▶ DOCUMENT:
Tensions ran high at the state championship match in the small town of Peixe, and in the midst of the ruckus, an official observer called Silvio Santana Ribeiro, an Afro-Brazilian player, a “monkey.”
The incident barely made a ripple outside the town of 9,000, and police ignored the victim, a middle school teacher.
But as Brazil pulled behind its defender Daniel Alves after a banana was thrown in his direction while he was playing for Barcelona, the episode in Tocantins revealed the country’s complicated relationship with racial identity.
While a long history of intermarriage created an impression of racial tolerance, soccer is one area of life in Brazil in which scratching beneath the surface reveals lingering prejudices.
“We are men of science and principles, and we know how to deal with people,” said Santana Ribeiro, 36, from Paranã. “I was armed with substantiated arguments that I imagined would be enough, but he used a weapon that knocks down any science — prejudice — and called me a monkey.”
He said he wanted to believe the insult was not aimed at him, but his teammates refused to ignore it.
“People are indignant,” said Enedino Neto, director for the promotion of racial equality at the City Hall in Paranã, after the incident last month. “It rarely happens here.”
This was the response of many when Alves was targeted in Spain at about the same time: Racism was a foreign problem, whereas Brazil was a tolerant nation.
The proliferation of black Brazilian footballers was cited as evidence of equality when President Dilma Rousseff promised Brazil would show during the World Cup that “our strength … comes from our ethnic diversity.”

▶ Data from a source:
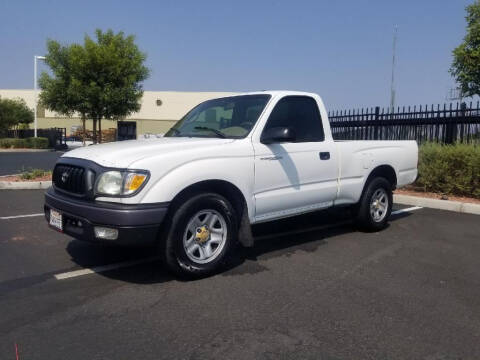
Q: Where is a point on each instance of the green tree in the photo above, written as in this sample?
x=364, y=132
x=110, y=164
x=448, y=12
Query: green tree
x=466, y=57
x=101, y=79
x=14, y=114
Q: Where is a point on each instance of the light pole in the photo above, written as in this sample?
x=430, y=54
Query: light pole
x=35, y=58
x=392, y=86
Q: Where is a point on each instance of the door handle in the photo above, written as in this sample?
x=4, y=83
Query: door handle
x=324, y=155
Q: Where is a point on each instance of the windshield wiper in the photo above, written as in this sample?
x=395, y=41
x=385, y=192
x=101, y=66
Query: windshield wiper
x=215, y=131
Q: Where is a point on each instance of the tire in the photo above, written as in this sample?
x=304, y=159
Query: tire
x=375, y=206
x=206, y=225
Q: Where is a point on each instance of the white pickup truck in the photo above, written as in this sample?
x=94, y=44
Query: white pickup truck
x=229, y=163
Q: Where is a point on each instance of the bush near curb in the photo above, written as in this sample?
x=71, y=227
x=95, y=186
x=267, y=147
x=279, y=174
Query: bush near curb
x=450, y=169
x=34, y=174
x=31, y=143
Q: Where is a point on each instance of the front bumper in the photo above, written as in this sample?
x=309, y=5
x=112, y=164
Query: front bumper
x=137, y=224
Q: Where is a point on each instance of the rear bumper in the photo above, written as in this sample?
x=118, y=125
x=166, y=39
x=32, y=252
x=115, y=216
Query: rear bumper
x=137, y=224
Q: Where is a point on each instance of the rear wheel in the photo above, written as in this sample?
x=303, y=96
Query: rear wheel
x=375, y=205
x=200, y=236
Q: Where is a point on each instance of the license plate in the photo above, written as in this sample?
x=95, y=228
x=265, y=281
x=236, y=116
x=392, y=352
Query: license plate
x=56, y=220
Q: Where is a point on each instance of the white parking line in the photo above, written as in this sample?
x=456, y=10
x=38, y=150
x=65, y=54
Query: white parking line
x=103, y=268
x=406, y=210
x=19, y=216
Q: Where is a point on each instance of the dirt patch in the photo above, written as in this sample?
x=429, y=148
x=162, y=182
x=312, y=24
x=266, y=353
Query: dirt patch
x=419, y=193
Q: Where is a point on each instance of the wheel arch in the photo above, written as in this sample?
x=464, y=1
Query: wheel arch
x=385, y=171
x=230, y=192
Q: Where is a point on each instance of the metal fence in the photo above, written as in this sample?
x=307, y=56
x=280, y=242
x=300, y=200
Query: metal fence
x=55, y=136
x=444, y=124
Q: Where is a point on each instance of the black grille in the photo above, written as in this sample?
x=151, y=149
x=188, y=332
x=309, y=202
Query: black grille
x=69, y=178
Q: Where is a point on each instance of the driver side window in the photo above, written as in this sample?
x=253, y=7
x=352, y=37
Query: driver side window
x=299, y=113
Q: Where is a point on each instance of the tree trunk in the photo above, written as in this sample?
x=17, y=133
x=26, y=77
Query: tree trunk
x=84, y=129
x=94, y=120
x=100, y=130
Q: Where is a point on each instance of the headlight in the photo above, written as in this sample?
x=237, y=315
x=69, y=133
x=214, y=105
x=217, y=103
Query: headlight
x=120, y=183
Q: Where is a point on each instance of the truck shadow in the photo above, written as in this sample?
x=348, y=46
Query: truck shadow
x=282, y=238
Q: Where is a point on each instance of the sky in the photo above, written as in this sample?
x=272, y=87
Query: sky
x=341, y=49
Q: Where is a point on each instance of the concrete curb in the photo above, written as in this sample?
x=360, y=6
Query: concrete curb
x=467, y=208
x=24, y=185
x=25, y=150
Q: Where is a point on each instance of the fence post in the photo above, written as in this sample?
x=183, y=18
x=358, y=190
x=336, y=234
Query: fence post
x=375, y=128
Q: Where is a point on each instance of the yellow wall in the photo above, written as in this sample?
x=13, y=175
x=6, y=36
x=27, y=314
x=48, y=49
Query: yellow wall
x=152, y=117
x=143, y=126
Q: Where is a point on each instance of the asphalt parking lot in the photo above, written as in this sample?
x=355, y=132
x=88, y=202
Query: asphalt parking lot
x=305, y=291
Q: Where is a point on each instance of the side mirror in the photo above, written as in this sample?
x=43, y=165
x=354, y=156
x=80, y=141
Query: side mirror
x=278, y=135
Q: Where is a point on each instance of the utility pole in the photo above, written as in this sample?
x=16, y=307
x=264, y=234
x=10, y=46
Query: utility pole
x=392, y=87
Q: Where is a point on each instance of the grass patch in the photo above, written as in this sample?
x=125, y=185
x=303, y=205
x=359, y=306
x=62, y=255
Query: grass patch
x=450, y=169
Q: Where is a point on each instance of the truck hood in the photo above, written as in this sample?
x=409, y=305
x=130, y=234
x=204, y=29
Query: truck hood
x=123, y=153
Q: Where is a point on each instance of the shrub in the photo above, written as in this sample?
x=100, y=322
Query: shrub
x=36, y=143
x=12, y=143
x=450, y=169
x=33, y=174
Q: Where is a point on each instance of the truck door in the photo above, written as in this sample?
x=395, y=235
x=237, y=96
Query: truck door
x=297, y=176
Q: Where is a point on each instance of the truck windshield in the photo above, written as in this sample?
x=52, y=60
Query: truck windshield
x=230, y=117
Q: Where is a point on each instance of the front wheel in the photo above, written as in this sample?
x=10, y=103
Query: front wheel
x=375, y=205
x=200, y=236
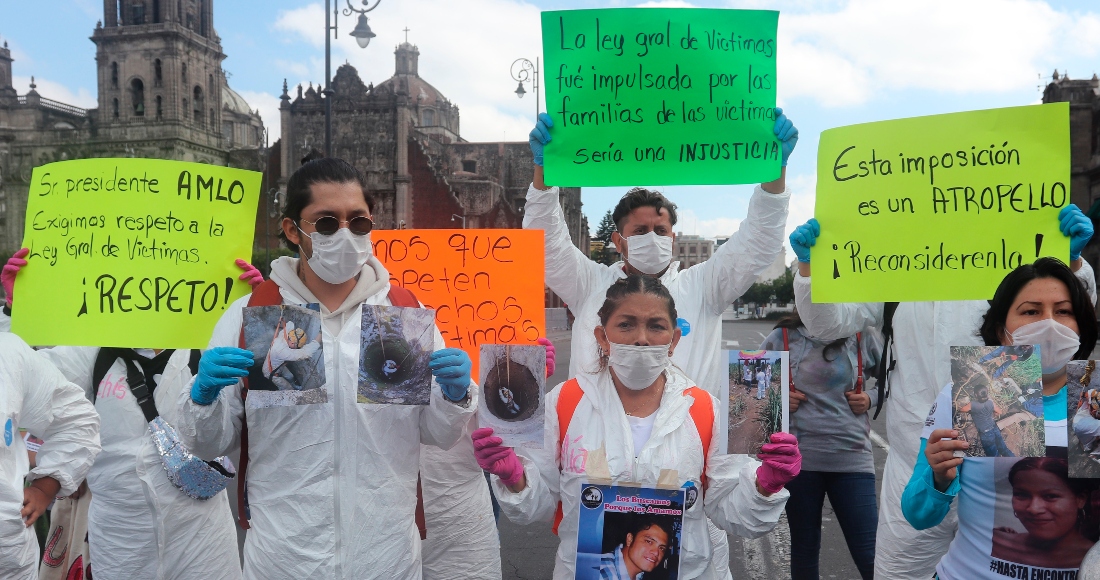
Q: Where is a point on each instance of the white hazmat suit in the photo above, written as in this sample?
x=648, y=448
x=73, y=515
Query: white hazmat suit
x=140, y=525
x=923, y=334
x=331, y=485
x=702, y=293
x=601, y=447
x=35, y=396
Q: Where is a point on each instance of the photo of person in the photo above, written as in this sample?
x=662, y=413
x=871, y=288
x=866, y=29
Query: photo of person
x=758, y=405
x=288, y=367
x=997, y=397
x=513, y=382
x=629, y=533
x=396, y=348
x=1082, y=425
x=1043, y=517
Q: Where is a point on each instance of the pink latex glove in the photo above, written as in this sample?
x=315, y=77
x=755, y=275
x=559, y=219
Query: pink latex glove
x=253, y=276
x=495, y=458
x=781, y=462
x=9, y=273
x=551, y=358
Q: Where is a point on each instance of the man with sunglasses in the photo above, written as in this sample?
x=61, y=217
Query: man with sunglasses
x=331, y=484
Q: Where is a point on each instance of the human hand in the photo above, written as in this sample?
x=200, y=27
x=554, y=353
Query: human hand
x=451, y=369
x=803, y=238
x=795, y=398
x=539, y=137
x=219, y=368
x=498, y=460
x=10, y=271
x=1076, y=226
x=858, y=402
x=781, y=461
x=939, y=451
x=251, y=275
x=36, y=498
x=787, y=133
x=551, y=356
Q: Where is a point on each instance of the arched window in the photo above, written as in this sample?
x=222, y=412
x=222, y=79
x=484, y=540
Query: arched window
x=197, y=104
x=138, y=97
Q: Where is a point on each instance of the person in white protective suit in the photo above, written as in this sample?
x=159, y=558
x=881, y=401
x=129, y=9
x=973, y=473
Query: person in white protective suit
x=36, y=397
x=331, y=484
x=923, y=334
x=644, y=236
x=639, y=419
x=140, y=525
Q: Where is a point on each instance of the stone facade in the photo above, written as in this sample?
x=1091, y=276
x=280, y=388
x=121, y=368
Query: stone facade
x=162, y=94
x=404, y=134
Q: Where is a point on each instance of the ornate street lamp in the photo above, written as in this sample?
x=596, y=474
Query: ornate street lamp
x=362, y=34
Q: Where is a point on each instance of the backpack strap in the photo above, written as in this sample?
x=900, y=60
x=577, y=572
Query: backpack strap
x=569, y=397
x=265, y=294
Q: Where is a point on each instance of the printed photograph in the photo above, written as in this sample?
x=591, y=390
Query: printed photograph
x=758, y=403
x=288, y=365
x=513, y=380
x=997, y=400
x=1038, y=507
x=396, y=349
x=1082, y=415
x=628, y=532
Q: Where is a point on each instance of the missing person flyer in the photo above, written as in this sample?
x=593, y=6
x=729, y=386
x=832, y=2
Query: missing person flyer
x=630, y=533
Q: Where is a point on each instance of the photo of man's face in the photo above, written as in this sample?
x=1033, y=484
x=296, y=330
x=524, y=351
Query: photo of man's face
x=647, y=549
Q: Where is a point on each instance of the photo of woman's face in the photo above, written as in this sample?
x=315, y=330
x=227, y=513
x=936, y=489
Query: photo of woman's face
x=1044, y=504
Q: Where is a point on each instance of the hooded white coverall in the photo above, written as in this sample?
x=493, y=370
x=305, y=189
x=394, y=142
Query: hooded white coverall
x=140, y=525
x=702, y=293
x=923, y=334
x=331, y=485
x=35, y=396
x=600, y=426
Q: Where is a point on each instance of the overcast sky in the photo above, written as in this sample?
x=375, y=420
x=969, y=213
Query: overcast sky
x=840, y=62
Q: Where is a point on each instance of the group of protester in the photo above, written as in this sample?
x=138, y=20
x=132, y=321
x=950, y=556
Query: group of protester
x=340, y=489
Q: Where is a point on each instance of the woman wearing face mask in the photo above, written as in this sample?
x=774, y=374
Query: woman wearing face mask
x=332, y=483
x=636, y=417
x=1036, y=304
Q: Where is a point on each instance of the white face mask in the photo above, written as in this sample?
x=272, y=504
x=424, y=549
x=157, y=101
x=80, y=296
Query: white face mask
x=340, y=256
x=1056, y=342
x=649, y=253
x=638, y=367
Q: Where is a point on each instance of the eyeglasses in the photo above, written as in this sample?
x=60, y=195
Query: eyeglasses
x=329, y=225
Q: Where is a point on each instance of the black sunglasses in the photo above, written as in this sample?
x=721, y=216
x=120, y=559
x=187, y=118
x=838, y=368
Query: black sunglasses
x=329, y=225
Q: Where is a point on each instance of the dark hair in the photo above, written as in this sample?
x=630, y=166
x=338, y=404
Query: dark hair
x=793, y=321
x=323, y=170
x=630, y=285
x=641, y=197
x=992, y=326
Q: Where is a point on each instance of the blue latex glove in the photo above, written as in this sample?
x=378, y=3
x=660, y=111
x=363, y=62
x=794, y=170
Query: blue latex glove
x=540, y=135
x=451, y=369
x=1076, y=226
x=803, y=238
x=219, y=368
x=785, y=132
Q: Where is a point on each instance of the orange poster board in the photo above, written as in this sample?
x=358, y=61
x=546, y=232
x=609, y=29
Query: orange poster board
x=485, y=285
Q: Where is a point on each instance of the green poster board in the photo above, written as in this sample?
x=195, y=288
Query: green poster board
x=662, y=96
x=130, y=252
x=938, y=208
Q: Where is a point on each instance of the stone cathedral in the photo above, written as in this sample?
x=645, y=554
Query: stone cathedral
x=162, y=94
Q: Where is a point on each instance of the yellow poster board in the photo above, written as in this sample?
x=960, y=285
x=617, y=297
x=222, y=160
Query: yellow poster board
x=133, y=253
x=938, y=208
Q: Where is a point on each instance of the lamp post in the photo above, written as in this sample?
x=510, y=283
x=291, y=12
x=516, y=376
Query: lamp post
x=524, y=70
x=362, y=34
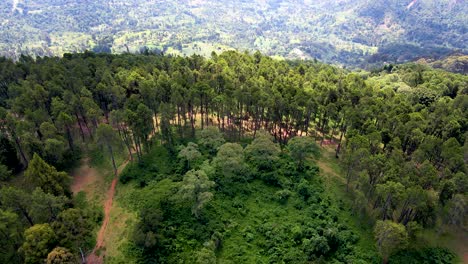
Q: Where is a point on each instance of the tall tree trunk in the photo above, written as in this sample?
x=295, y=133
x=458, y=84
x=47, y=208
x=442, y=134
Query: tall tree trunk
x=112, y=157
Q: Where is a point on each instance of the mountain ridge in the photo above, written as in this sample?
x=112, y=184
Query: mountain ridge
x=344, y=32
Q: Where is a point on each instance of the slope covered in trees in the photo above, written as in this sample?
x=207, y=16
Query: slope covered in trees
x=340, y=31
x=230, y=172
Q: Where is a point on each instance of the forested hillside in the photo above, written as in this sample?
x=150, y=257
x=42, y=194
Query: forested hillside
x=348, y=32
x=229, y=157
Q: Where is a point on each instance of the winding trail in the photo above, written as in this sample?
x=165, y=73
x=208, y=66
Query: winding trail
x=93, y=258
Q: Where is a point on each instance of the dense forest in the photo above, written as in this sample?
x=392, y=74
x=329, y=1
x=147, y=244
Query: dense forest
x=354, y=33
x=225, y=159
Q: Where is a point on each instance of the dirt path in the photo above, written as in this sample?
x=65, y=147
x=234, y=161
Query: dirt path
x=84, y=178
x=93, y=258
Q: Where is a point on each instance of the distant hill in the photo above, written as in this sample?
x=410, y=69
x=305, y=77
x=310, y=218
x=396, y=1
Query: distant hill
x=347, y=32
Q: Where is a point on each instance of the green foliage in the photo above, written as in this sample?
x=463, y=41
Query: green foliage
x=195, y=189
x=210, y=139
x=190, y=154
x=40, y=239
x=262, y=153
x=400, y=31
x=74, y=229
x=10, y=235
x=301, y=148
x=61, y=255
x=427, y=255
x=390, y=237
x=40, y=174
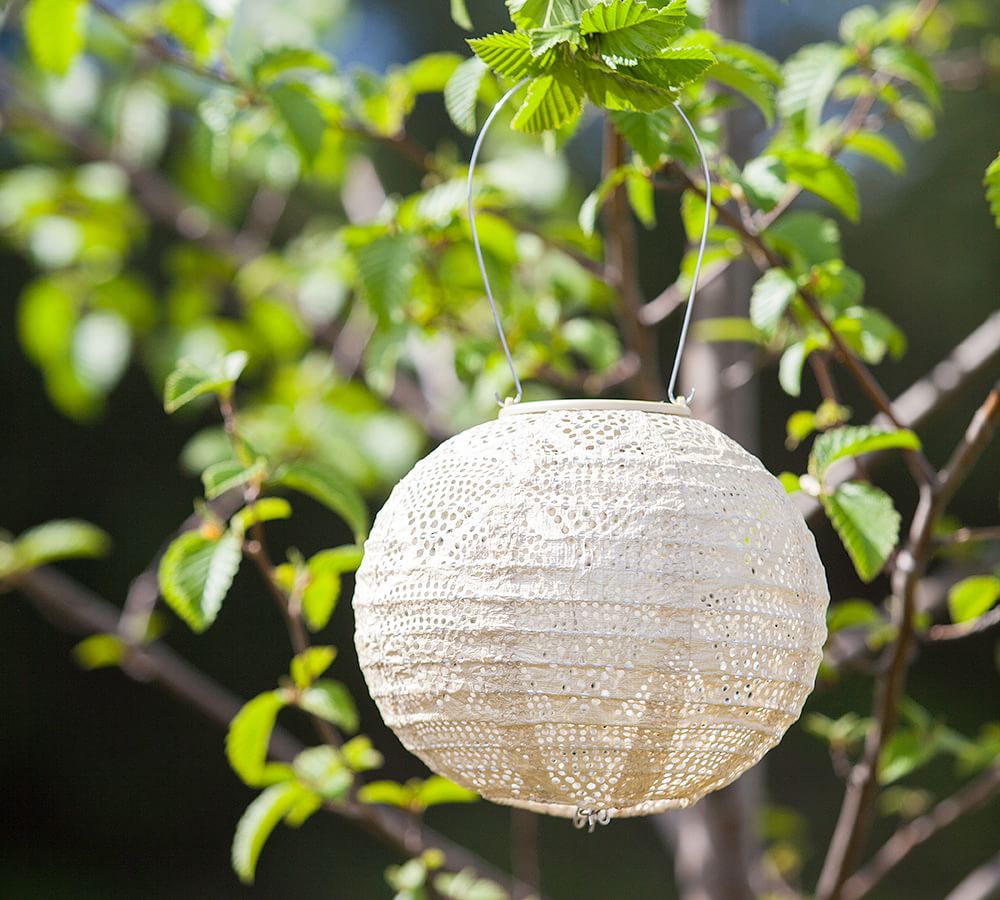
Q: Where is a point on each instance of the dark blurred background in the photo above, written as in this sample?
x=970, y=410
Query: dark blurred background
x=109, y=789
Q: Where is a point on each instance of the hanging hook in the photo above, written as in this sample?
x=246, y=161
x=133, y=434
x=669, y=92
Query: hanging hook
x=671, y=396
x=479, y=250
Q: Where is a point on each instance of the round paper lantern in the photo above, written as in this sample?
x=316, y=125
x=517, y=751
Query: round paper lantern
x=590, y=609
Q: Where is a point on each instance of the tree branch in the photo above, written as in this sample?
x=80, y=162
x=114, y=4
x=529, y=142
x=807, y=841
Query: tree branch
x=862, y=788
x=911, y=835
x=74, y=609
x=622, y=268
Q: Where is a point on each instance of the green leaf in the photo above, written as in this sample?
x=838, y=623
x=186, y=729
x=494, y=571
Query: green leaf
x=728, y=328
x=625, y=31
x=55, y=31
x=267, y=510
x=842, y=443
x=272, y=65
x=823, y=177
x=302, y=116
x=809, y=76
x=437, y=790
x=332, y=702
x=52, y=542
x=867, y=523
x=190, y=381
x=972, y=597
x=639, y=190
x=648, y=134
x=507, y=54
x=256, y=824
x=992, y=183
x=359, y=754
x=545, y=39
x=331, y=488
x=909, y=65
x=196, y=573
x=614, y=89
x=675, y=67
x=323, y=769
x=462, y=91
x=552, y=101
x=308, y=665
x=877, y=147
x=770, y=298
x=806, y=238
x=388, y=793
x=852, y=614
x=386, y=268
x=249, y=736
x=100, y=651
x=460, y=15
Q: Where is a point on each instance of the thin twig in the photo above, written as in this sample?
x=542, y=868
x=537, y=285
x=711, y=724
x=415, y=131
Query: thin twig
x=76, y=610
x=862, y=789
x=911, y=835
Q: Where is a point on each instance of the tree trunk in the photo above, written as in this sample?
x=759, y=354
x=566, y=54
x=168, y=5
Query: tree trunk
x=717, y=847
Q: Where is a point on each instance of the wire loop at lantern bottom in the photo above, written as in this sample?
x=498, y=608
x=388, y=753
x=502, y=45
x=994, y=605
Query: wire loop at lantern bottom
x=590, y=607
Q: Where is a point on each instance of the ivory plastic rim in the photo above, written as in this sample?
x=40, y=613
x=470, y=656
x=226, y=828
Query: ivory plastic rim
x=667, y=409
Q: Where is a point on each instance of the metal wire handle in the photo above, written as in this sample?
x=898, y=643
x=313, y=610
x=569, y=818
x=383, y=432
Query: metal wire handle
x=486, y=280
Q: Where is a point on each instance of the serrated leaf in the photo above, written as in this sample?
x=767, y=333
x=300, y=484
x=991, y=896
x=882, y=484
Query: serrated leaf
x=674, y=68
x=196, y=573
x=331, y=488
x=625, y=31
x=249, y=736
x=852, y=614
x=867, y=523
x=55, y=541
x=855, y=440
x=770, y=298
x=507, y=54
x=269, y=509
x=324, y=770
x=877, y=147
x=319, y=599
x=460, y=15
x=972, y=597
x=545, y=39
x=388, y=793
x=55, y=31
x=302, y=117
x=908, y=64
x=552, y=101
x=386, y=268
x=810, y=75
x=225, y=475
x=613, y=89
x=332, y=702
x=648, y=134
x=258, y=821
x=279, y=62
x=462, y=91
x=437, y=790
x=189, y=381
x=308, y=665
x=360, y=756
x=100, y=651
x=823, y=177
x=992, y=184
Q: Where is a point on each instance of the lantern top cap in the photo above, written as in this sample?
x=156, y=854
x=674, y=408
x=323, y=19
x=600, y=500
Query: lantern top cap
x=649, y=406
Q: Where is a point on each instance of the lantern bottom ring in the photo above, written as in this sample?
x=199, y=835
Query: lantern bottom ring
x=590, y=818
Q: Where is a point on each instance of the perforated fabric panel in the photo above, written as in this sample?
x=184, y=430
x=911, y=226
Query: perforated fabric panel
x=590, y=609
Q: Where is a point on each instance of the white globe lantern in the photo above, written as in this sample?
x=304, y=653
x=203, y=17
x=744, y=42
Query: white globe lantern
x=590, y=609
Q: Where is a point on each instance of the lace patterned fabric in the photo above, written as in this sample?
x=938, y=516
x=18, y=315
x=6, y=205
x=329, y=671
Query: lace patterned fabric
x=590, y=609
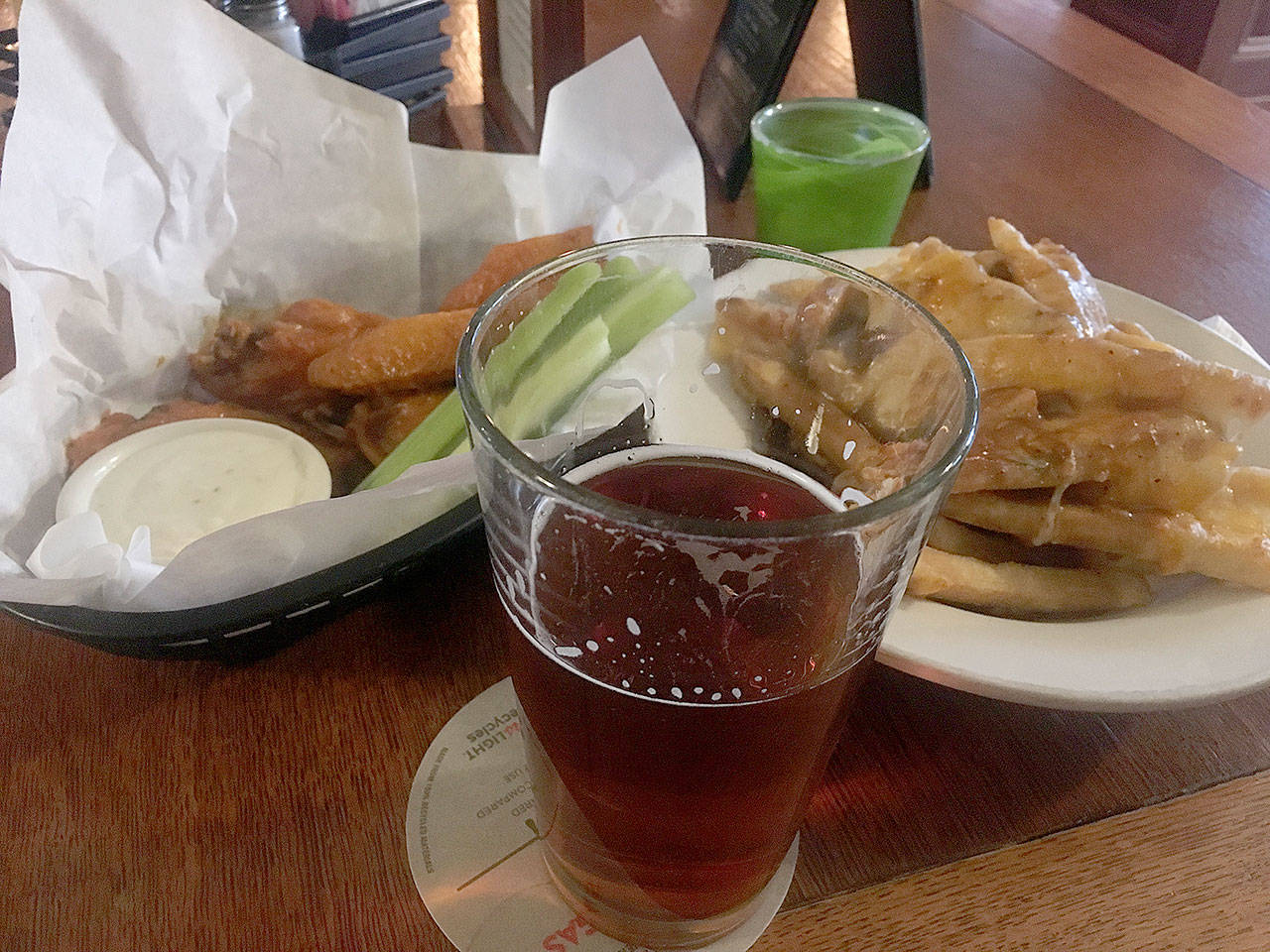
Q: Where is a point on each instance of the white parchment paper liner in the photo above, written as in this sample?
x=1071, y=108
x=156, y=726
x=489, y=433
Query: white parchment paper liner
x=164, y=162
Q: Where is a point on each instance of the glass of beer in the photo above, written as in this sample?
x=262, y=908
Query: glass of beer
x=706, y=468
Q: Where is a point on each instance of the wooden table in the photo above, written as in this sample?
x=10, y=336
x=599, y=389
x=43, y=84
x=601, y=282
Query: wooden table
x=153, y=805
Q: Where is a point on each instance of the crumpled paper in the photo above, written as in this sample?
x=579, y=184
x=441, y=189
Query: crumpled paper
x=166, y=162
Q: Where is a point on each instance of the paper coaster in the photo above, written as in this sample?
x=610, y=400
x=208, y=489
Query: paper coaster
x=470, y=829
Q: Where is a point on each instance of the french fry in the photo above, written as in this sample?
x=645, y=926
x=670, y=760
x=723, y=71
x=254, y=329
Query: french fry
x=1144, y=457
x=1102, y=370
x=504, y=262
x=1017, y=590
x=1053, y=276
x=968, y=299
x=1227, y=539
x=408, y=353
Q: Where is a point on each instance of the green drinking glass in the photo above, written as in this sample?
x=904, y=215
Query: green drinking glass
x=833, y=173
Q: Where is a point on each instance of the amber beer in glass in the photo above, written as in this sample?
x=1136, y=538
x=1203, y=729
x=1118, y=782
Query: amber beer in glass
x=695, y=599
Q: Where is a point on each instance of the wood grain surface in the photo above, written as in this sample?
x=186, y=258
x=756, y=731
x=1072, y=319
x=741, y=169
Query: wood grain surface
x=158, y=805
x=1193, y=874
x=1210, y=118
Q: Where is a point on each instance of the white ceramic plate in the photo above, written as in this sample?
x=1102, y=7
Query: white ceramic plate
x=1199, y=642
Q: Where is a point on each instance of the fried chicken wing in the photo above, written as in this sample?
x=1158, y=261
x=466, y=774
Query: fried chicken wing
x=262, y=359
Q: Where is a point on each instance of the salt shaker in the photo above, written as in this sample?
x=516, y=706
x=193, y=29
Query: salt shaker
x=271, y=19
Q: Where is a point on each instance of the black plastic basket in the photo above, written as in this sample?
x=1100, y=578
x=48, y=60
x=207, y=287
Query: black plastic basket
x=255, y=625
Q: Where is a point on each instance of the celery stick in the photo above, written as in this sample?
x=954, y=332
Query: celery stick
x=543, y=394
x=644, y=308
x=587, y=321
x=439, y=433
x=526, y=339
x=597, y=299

▶ EXERCISE DETAILS: Carry on the article about racism in Brazilian soccer, starting after its last sentence.

▶ RESULT OF THE EXERCISE:
But Alves’ mother, Lúcia Ribeiro, hinted at ongoing intolerance in Brazil after her son generated a worldwide anti-racism campaign by eating the banana aimed at him.
“For sure, he’s suffered prejudice here in Brazil,” she said, speaking at the family home in Juazeiro, a town in the state of Bahia, a former slave trade center. “There’s no one who hasn’t suffered from prejudice.”
A misguided effort?
Even a publicity campaign based on the slogan “Somos todos macacos” (“We are all monkeys”) divided commentators over its appropriation of so crude an insult.
In a play on the Portuguese word “banalização” (“trivialization”) and “banana,” some described the campaign as the “bananização” of racism.
“I was a little worried with this type of acceptance of an insult, that all black people are monkeys,” said professor Flavio de Campos, coordinator of the University of São Paulo’s Ludens interdisciplinary research center for football and recreational activities.
“It’s the dehumanization of a black player, a dehumanization of a country.”
According to the 2010 census, about 8 percent of Brazil’s population identifies as black, and more than 40 percent declare themselves “pardo,” a historical census category that includes those who define themselves as “mulatto” (“mixed”) or “moreno” (“brown”).
In Brazil at one point, there were 136 terms used on the census to denote race, including “mestiça,” “mista” and “escuro.”
A survey in 1996 found a greater proportion of black players in the top division than in the population in general, at 30 percent.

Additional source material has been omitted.